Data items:

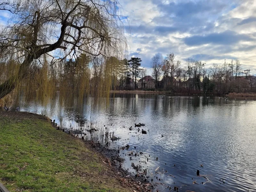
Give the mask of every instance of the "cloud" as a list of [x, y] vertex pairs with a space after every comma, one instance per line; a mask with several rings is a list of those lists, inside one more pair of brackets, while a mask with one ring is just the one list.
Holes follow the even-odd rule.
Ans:
[[213, 55], [206, 54], [197, 54], [192, 55], [190, 58], [193, 58], [196, 60], [205, 61], [214, 59], [224, 60], [225, 59], [228, 60], [236, 60], [237, 58], [230, 55]]
[[[150, 67], [156, 53], [173, 52], [185, 63], [256, 60], [256, 0], [121, 0], [132, 21], [130, 52]], [[210, 54], [209, 54], [210, 53]]]
[[184, 39], [184, 42], [190, 46], [208, 44], [224, 45], [236, 44], [241, 41], [253, 40], [248, 35], [237, 34], [235, 32], [227, 30], [222, 33], [214, 33], [205, 36], [197, 35], [186, 37]]
[[252, 17], [243, 20], [238, 25], [242, 25], [245, 24], [250, 23], [256, 21], [256, 17]]

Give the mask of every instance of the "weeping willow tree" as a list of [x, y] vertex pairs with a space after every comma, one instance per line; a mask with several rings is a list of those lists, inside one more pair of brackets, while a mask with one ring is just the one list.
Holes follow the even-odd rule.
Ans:
[[0, 99], [14, 89], [42, 99], [56, 90], [108, 95], [119, 68], [111, 57], [122, 59], [126, 45], [118, 2], [4, 1], [11, 16], [0, 33]]

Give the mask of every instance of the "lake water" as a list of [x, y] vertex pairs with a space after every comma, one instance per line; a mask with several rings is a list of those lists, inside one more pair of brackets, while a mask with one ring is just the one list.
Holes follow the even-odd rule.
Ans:
[[[169, 191], [166, 186], [179, 191], [256, 191], [256, 101], [126, 93], [111, 97], [102, 110], [90, 112], [88, 102], [76, 103], [63, 105], [57, 97], [46, 106], [21, 99], [19, 104], [21, 111], [45, 115], [111, 148], [129, 144], [120, 151], [124, 169], [135, 173], [132, 163], [140, 164], [140, 172], [146, 168], [148, 180], [156, 183], [155, 190]], [[134, 124], [140, 122], [146, 126], [138, 132]], [[91, 134], [88, 126], [99, 131]], [[105, 140], [106, 131], [120, 139]], [[204, 175], [210, 181], [203, 184], [208, 180]]]

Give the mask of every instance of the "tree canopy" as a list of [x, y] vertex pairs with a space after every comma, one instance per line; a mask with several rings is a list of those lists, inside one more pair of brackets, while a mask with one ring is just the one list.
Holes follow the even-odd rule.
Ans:
[[80, 77], [77, 89], [109, 91], [106, 60], [122, 59], [126, 43], [120, 10], [116, 1], [4, 0], [0, 10], [11, 17], [0, 32], [0, 99], [18, 86], [42, 89], [44, 81], [49, 92], [68, 71]]

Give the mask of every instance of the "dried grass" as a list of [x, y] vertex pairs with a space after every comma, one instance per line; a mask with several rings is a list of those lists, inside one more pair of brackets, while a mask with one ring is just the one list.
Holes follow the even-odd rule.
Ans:
[[227, 95], [228, 97], [256, 97], [256, 93], [230, 93]]

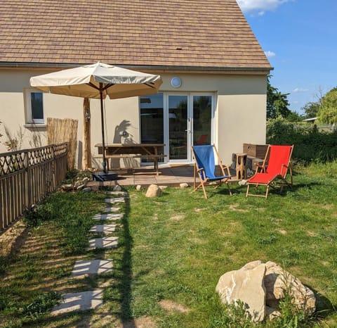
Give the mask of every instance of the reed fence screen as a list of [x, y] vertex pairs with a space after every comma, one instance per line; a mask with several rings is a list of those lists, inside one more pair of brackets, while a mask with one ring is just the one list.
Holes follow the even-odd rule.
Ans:
[[67, 143], [0, 153], [0, 231], [54, 191], [67, 172]]

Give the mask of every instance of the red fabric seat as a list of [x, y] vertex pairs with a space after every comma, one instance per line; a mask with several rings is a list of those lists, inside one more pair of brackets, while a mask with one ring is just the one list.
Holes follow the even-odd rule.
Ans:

→ **PROBLEM REQUIREMENTS**
Please quote all of the items above word for word, leaving out the pictures.

→ **WRITTEN SOLUTION**
Give the mask of every instance of the "cloud" as a list of [x, y] vertex pairs with a space after every comma, one instance per line; a mask with several rings is a list of those lists, inside one more pair of brackets, while a mask with one ring is just the one list.
Holes follow the even-odd rule.
Ans:
[[213, 55], [206, 54], [197, 54], [192, 55], [190, 58], [193, 58], [196, 60], [205, 61], [214, 59], [224, 60], [225, 59], [228, 60], [236, 60], [237, 58], [230, 55]]
[[[150, 67], [156, 53], [173, 52], [185, 63], [256, 60], [256, 0], [121, 0], [132, 21], [130, 52]], [[210, 54], [209, 54], [210, 53]]]
[[184, 39], [184, 42], [190, 46], [208, 44], [224, 45], [236, 44], [241, 41], [253, 40], [248, 35], [237, 34], [235, 32], [227, 30], [222, 33], [214, 33], [205, 36], [197, 35], [186, 37]]
[[252, 17], [243, 20], [238, 25], [242, 25], [245, 24], [250, 23], [256, 21], [256, 17]]

Give the mask of every instance of the "weeping willow tree" as a list of [x, y] vertex pairs with a space after every comma, one instance per line; a mask with several rings is a list of those lists, inside one more pair of brackets, while a mask with one ring is just the one list.
Holes follow the even-odd rule.
Ans:
[[0, 99], [14, 89], [42, 99], [56, 90], [108, 95], [119, 68], [111, 57], [122, 59], [126, 45], [118, 2], [4, 1], [11, 16], [0, 33]]

Give the mask of every instance of the "lake water" as a list of [x, y] vertex pairs with a space after every comma, one instance per line; a mask with several rings is a list of those lists, inside one more pair of brackets, while a mask with one ring is just the one list.
Holes follow the even-odd rule.
Ans:
[[[169, 191], [166, 186], [179, 191], [256, 191], [256, 101], [126, 93], [111, 97], [102, 110], [90, 112], [88, 102], [76, 103], [63, 105], [57, 97], [46, 106], [21, 99], [19, 104], [21, 111], [45, 115], [111, 148], [129, 144], [120, 151], [124, 169], [135, 173], [132, 163], [140, 164], [140, 172], [146, 168], [148, 180], [156, 183], [155, 190]], [[134, 124], [140, 122], [146, 126], [138, 132]], [[91, 134], [88, 126], [99, 131]], [[105, 140], [106, 131], [120, 139]], [[204, 175], [210, 181], [203, 184], [208, 180]]]

Give the mask of every instance of the "tree canopy" as a list of [x, y] vertex pairs with a space after every comma, one instance per line; a mask with several rings is a list of those lists, inside one more pair of brackets, while a mask with one ring is just the one list.
Holes follow the even-odd rule.
Ans:
[[80, 77], [77, 89], [109, 91], [106, 60], [122, 59], [126, 43], [120, 10], [116, 1], [4, 0], [0, 10], [11, 17], [0, 32], [0, 99], [18, 86], [42, 89], [44, 81], [49, 92], [68, 71]]

Give the mask of every instance of the "dried grass" as a list of [x, y] vertex pairs with a space after every comma, one instance per line; a mask with several rings is a list of those lists, inside one more pair of brackets, while a mask with one ring is just the one list.
Holes follow the even-odd rule.
Ans:
[[227, 95], [228, 97], [256, 97], [256, 93], [230, 93]]

Give the mask of every instance of the reed fence screen as a list of [x, y] vertex pairs with a space after every comma, one instance per line; a mask with several rings is a list of those lists, inside one more pair of brackets, while a mask with one ring is just the one list.
Holes follow the even-odd rule.
Ans:
[[67, 143], [0, 153], [0, 231], [54, 191], [67, 172]]

Give the mask of every instance of the red fabric seat as a list of [x, y] vertex pairs with a space after every comma, one instance per line; a mask with several rings is a list of those lists, inside one more pair of brackets, while a mask with one ring is just the one list.
Holes follow the even-odd rule.
Ans:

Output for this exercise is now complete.